* **THE INPUT**
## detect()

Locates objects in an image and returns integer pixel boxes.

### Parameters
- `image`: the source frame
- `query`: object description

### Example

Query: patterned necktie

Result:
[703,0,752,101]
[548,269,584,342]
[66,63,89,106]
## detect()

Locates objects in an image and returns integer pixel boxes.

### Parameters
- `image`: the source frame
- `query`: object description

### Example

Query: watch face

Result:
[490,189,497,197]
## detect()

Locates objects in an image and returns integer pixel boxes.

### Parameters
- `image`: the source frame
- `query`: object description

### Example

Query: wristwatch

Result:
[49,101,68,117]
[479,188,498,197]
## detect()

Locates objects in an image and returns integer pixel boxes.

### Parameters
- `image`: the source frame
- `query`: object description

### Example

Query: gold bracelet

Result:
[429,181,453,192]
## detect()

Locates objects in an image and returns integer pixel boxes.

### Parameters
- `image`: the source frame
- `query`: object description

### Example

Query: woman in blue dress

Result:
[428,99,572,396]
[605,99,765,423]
==
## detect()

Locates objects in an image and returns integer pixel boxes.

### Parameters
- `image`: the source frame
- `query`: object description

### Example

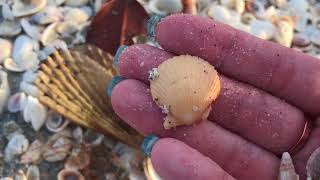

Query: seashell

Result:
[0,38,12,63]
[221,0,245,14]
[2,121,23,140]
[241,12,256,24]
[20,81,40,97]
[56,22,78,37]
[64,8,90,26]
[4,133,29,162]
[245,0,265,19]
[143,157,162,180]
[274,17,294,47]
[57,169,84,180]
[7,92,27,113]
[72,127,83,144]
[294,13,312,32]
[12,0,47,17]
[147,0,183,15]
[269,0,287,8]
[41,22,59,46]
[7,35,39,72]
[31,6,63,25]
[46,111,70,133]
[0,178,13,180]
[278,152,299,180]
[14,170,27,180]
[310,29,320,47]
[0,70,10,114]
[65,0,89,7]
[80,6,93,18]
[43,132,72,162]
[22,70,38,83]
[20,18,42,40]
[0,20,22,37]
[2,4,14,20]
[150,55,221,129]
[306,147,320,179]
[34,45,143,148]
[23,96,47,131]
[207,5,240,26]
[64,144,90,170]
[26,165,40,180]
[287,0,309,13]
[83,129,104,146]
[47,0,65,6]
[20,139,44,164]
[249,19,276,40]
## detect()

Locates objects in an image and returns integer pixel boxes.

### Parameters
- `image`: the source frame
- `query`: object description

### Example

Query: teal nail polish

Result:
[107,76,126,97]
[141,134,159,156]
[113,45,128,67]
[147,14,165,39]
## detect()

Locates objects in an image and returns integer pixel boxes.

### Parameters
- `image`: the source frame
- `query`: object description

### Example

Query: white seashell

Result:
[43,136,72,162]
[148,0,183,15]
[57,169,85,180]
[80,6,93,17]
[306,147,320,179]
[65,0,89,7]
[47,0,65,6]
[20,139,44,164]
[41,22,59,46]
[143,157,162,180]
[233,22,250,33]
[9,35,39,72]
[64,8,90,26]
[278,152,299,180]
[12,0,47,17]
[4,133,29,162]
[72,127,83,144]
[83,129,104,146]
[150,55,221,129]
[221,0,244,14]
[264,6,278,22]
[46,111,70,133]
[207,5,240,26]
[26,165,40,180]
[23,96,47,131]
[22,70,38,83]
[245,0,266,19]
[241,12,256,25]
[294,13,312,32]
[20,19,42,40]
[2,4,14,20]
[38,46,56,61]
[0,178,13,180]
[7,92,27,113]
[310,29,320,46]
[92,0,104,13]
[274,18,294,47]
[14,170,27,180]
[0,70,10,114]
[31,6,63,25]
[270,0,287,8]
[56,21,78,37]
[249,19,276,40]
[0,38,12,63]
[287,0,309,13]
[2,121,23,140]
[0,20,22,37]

* **ACTIVITY**
Lines from the entries that contain the string "seashell" must be found and copied.

* **SOLUTION TO THIS TASK**
Query: seashell
Query: white seashell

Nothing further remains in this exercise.